Oft wurde dieses Projekt vielleicht als zweitrangig betrachtet, aber in Wirklichkeit ist es äußerst wichtig, erfolgreich und wohl einzigartig in dieser Art in Bolivien, denn normalerweise sehen Kinder- und Jugendprojekte ihre Arbeit als abgeschlossen an, wenn die Bewohner volljährig werden. Aus diesem Grund wird das Studenten- und Lehrlingsheim unter dem Schirm von Indigo Sol in demselben Rahmen fortgesetzt werden.
Unterstützung von Indigo Sol
- Was den Mittagstisch und die Aufgabenhilfe von Indigo Sol betrifft, können wir erwähnen, dass zwischen 2022 und 2023 insgesamt 47 Kinder - 32 Jungen und 15 Mädchen - von diesem Programm profitieren konnten. Verantwortlich für diese Arbeit sind unsere Tochter Stefania und unser Schwiegersohn Christian (Fanny ist ausserdem Koordinatorin für das Lehrlings- und Studentenheim und Christian unser Rechtsberater). Auf unserer neuen Website, die dank Silvan Greverus und Familie Heumann fast fertiggestellt ist, kann man zu Indigo Sol folgendes lesen:
„Wir sind eine nichtstaatliche, gemeinnützige Organisation mit dem Ziel, die Heimunterbringung und den Schulabbruch von Kindern zu vermeiden, indem wir den Kindern helfen, ihre schulischen Leistungen sowie ihre Ernährung zu verbessern. Ebenso sollen ihre intellektuellen Fähigkeiten gefördert und der Wunsch nach Weiterentwicklung in ihnen geweckt werden, unterstützt durch Aktivitäten, die ihre sozialen und kognitiven Fähigkeiten und Fertigkeiten fördern.“
Am Schluss muss hinzugefügt werden, dass viele Kinder, Jugendliche und junge Erwachsene mit schweren, gesundheitlichen Problemen (Tuberkulose, Haut- und Geschlechtskrankheiten, chronische Unterernährung, Zahnschäden usw.) zu uns kamen, sowohl die Mädchen und Jungen in der Kinder- und Jugendwohngemeinschaft Tres Soles als auch im Studenten- und Lehrlingsheim Luis Espinal. In allen Fällen erhielten sie teilweise aufwändige ärztliche und zahnärztliche Betreuung, denn auch hier hat der Staat leider keinen Centavo beigesteuert. Trotz dieser Bemühungen starb im Jahr 2003 ein Junge an einem Herzklappenfehler, was für uns ein sehr traumatisches Erlebnis war.

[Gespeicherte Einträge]
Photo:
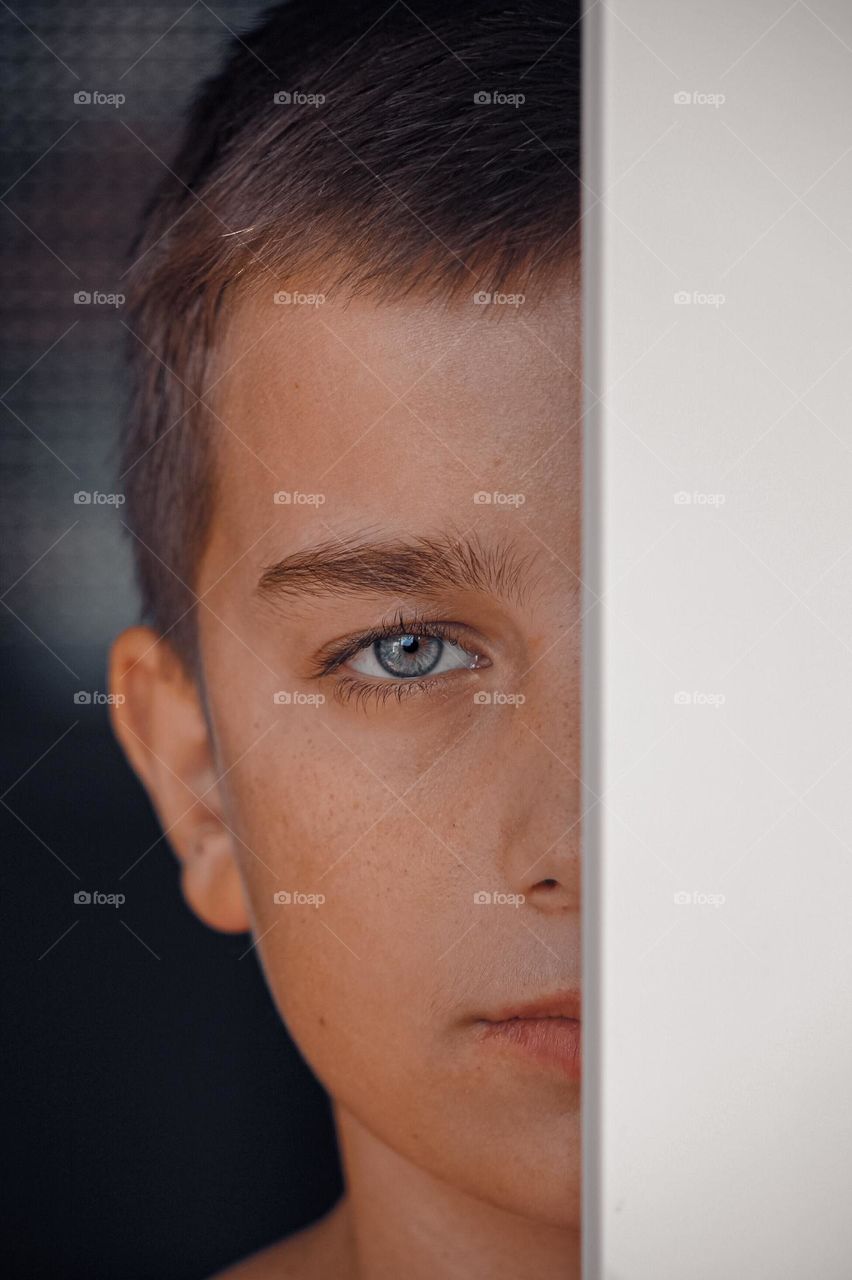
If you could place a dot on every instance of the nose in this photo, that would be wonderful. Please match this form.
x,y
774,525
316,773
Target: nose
x,y
541,807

## [Zu erledigende Aufgaben]
• a. Zitieren Sie aus dem Text über Indigo Sol wortgetreu die Passage, die mit „Oft wurde dieses“ einsetzt und bis einschließlich „Rahmen fortgesetzt werden.“ reicht.
• b. Führen Sie den Text über Indigo Sol im Anschluss an seinen letzten Satz weiter.

## [Ergebnisse je Aufgabe]
• a.
Oft wurde dieses Projekt vielleicht als zweitrangig betrachtet, aber in Wirklichkeit ist es äußerst wichtig, erfolgreich und wohl einzigartig in dieser Art in Bolivien, denn normalerweise sehen Kinder- und Jugendprojekte ihre Arbeit als abgeschlossen an, wenn die Bewohner volljährig werden. Aus diesem Grund wird das Studenten- und Lehrlingsheim unter dem Schirm von Indigo Sol in demselben Rahmen fortgesetzt werden.

• b.
An dieser Stelle möchte ich mich noch entschuldigen, denn Zahlen und statistische Daten sind immer schrecklich trocken und spiegeln nicht immer die ganze Dimension der geleisteten Arbeit wider, aber ich glaube, dass ich sie allen Menschen, die uns in dieser langen Zeit treu und selbstlos unterstützt haben, schuldig war. Was bleibt und das ist uns das Wichtigste, dass die Lebenswege all dieser Kinder durch unser Einwirken im Rahmen von Solidarität und Respekt positiv beeinflusst werden konnten. Viele dieser „Erfolgsgeschichten“ habe ich auf unserer Internetseite (www.tres-soles.de), in meinen Rundbriefen und meinen beiden Büchern über Tres Soles (Die Straßenkinder von Tres Soles und Das Projekt Tres Soles) beschrieben, sozusagen als „menschliche“ Bilanz, die durch Daten nicht messbar gemacht werden können. In diesem Sinn möchte ich mich bei all denjenigen bedanken, die Verständnis für unsere Lage haben und uns immer noch moralisch und finanziell unterstützen.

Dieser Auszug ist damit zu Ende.